Task to carry out:
State, as a single number, how many lines in the data below contain "doorway".

(Records from a dataset)

------------------------------------------------

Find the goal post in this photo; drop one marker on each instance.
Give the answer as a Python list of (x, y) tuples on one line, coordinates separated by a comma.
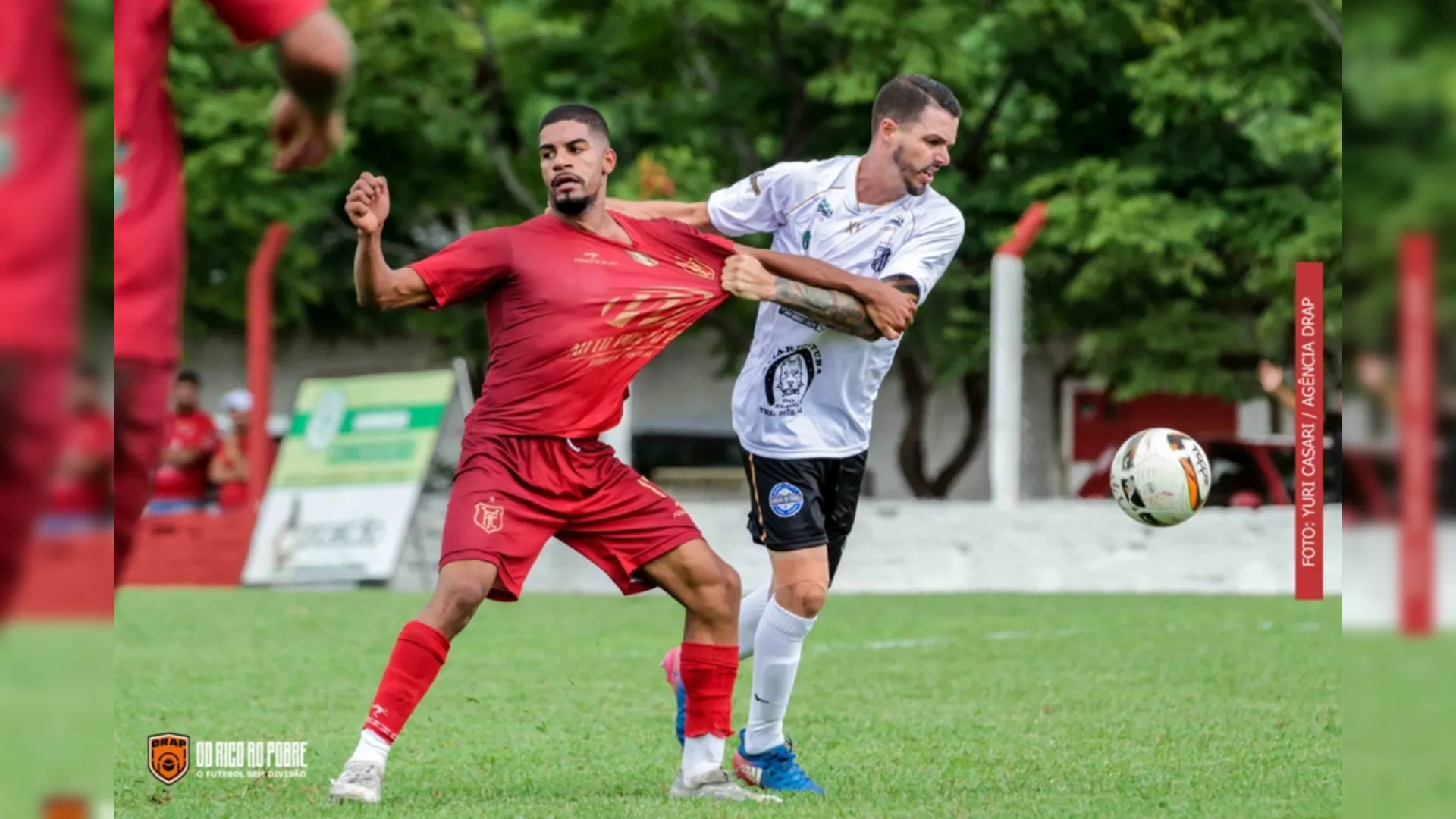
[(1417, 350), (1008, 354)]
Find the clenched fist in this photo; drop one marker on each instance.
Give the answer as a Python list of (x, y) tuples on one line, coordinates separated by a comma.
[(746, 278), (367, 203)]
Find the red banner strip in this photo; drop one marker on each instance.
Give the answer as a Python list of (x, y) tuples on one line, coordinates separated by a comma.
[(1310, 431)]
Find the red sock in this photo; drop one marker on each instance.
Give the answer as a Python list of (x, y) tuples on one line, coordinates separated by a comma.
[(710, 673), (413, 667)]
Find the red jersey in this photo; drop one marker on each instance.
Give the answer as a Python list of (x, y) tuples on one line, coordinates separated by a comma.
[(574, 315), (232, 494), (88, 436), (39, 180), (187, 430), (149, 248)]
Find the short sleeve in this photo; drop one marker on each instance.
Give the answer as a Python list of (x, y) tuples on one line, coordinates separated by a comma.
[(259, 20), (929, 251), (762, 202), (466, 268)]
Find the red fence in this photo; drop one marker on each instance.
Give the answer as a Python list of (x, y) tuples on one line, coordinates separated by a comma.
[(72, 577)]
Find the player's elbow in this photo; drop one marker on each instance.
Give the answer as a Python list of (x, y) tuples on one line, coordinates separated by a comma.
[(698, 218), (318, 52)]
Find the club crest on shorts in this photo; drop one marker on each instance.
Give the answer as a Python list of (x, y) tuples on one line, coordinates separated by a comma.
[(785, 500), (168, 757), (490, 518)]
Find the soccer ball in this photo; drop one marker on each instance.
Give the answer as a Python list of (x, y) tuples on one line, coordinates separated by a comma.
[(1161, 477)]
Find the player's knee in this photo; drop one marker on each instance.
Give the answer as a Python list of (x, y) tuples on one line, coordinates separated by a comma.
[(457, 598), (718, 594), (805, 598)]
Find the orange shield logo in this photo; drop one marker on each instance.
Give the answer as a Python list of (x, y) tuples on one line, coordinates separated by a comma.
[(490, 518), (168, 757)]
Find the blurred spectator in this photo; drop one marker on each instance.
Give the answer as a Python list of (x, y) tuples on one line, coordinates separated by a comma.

------------------------------------------------

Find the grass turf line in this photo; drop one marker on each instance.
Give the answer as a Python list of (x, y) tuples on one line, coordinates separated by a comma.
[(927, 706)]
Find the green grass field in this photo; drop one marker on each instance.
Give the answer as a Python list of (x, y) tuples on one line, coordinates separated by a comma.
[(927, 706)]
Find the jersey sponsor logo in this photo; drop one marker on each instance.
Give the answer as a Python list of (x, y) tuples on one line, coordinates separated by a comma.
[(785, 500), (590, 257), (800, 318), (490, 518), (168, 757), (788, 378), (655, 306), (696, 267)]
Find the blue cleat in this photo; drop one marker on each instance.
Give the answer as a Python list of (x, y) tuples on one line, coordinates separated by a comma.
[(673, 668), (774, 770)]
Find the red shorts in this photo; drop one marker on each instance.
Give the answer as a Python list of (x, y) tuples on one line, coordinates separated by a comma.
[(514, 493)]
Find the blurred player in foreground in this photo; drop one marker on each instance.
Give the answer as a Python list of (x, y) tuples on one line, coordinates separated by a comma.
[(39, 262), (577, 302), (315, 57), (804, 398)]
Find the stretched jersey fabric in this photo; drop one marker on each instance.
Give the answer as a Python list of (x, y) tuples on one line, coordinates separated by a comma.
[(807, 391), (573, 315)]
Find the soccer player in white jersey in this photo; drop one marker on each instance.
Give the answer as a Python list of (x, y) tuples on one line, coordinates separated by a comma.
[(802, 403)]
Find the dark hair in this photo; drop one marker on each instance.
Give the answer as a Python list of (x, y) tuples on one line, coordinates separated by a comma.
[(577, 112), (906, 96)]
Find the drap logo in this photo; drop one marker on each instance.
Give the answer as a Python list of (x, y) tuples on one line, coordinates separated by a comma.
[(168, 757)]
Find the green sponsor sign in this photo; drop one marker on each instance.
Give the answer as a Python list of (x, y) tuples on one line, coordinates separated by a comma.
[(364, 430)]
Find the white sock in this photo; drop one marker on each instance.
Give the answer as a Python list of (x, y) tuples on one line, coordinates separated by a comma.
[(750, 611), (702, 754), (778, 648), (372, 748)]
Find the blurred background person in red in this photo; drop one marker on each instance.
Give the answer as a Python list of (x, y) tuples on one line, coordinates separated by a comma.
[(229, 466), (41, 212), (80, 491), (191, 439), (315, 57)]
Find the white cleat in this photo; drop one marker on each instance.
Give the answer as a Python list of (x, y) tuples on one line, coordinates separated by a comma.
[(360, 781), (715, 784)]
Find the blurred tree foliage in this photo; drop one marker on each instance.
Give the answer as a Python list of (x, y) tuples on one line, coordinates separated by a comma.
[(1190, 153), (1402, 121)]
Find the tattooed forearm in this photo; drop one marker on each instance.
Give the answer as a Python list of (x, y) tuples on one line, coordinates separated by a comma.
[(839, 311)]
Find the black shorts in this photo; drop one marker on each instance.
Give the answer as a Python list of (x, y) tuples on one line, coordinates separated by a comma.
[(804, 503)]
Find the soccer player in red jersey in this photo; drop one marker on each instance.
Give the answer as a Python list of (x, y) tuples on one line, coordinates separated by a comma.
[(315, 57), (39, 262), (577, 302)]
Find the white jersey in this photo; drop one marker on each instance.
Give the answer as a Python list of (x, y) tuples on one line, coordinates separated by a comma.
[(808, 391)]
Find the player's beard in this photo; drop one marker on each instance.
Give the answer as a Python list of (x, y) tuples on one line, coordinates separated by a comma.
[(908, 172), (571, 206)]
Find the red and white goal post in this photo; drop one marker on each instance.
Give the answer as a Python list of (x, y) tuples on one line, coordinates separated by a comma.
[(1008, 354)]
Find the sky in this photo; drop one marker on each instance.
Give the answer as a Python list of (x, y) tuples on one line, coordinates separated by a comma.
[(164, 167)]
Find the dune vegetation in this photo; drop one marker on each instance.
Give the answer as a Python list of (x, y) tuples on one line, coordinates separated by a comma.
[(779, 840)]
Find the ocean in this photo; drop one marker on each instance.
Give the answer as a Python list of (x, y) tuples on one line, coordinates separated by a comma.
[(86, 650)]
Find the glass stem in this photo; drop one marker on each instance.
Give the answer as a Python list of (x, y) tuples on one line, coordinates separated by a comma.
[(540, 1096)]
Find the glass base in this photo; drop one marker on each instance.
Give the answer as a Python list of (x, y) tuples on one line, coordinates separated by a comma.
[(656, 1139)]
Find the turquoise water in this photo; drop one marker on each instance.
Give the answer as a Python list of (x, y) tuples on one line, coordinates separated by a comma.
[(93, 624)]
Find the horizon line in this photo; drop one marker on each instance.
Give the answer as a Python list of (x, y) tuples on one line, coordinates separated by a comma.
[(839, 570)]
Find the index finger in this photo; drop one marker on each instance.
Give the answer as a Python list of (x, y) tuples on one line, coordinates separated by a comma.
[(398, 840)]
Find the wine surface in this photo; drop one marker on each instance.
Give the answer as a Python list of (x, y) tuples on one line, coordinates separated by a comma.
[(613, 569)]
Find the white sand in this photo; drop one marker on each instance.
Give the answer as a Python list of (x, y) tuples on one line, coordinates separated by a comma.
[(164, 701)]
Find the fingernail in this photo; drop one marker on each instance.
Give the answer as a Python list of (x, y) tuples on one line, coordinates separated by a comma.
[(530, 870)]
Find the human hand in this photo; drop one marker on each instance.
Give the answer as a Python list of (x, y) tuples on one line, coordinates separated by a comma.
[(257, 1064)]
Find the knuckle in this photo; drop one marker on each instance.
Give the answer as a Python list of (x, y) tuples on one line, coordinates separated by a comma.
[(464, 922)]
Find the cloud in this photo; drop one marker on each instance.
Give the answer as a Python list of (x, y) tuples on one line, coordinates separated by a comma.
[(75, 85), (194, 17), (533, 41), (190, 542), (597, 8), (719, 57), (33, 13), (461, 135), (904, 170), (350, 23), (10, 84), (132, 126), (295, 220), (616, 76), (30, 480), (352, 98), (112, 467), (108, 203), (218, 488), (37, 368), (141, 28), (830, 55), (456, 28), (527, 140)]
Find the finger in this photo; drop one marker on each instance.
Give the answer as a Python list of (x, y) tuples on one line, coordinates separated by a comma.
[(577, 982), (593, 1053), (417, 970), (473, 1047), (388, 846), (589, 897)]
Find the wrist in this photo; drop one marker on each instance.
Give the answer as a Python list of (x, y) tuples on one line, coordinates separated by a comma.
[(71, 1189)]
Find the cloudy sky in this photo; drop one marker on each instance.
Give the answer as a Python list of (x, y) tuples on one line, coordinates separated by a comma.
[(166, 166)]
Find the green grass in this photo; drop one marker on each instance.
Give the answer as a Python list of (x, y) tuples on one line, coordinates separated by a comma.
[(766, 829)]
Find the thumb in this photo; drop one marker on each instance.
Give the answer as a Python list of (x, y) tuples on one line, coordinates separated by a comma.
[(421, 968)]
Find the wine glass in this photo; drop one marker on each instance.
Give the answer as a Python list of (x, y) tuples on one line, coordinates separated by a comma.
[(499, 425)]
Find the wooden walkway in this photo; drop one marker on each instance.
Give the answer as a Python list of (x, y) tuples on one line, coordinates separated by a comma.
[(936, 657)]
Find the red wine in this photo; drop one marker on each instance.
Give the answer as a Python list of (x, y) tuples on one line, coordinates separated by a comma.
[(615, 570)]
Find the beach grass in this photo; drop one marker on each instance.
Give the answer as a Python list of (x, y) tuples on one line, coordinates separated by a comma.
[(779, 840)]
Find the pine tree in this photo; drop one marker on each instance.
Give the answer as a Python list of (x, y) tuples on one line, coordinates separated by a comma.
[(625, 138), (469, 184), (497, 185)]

------------------------------------------------

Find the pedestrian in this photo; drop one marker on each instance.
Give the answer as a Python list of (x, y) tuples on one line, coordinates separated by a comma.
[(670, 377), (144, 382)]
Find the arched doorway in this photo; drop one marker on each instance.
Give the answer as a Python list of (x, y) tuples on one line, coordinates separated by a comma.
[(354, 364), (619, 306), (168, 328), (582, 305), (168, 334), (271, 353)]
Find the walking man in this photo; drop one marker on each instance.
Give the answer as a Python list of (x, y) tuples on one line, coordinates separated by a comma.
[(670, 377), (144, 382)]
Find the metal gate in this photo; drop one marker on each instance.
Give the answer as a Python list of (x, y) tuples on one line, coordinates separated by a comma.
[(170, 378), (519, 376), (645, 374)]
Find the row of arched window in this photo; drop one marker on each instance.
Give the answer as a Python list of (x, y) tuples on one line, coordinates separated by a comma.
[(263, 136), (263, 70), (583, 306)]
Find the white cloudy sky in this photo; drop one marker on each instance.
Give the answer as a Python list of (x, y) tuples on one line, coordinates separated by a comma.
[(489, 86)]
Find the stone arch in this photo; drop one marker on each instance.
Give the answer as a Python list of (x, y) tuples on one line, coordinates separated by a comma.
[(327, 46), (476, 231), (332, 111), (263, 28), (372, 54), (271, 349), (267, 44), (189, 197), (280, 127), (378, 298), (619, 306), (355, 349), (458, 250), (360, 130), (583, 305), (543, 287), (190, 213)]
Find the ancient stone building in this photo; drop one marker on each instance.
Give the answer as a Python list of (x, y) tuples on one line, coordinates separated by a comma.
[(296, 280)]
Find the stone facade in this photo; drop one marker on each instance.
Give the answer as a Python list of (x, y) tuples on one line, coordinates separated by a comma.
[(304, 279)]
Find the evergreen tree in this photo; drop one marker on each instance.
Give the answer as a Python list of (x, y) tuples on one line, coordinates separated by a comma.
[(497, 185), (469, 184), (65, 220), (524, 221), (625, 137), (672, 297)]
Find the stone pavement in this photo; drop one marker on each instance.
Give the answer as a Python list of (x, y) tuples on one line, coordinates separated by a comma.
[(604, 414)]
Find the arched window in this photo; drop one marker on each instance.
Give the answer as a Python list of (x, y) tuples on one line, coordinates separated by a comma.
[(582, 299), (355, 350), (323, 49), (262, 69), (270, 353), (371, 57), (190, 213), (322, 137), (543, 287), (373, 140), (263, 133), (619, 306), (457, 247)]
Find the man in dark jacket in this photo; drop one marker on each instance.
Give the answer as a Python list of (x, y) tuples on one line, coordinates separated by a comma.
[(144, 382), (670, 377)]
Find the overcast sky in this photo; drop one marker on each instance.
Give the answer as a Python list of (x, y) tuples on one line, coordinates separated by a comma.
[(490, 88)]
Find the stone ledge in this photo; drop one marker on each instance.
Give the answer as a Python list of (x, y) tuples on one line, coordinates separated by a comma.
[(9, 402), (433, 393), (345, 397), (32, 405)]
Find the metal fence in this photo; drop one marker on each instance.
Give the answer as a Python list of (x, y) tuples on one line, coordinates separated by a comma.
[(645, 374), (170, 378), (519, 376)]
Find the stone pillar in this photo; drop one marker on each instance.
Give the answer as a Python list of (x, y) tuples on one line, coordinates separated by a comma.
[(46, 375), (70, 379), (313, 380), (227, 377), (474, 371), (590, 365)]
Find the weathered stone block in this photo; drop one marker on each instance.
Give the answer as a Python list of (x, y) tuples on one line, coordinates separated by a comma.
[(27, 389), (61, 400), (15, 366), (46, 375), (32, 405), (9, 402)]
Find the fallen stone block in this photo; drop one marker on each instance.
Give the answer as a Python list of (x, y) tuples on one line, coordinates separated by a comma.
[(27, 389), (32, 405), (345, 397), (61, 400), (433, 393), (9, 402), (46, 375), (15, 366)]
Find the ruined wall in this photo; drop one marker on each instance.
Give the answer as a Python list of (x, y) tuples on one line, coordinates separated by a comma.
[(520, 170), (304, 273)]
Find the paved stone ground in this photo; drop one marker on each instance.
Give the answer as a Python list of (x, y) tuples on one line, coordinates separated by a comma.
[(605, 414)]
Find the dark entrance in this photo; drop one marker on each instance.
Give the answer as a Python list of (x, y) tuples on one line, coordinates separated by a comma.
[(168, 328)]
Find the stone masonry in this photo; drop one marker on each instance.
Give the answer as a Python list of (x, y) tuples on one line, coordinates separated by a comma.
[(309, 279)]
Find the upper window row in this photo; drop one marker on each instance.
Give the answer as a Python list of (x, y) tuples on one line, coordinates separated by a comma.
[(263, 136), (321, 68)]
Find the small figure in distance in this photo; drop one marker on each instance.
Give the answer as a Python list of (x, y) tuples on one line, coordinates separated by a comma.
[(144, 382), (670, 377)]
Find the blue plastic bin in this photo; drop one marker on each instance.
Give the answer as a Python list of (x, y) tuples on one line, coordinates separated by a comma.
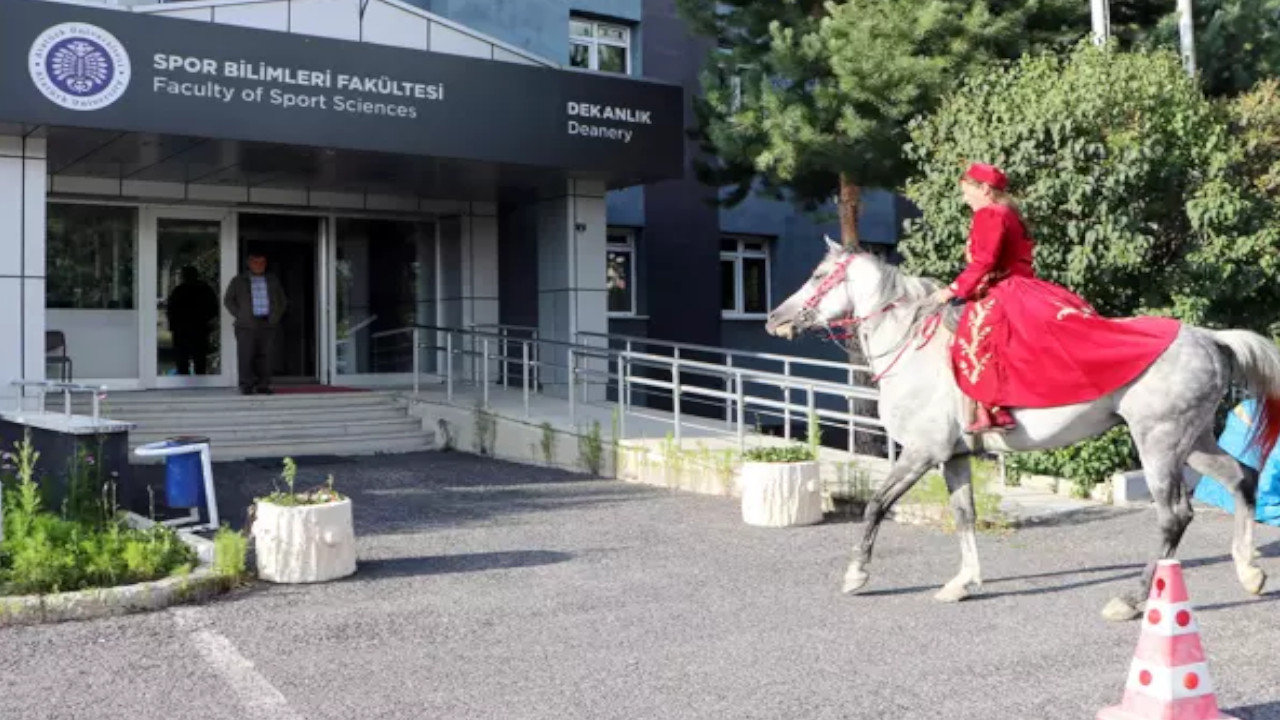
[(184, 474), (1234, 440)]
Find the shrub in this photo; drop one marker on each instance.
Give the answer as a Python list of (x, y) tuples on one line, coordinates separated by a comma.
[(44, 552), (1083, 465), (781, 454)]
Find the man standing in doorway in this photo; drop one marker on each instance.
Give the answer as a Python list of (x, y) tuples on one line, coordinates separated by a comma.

------------------------------------------------

Result of this exercise:
2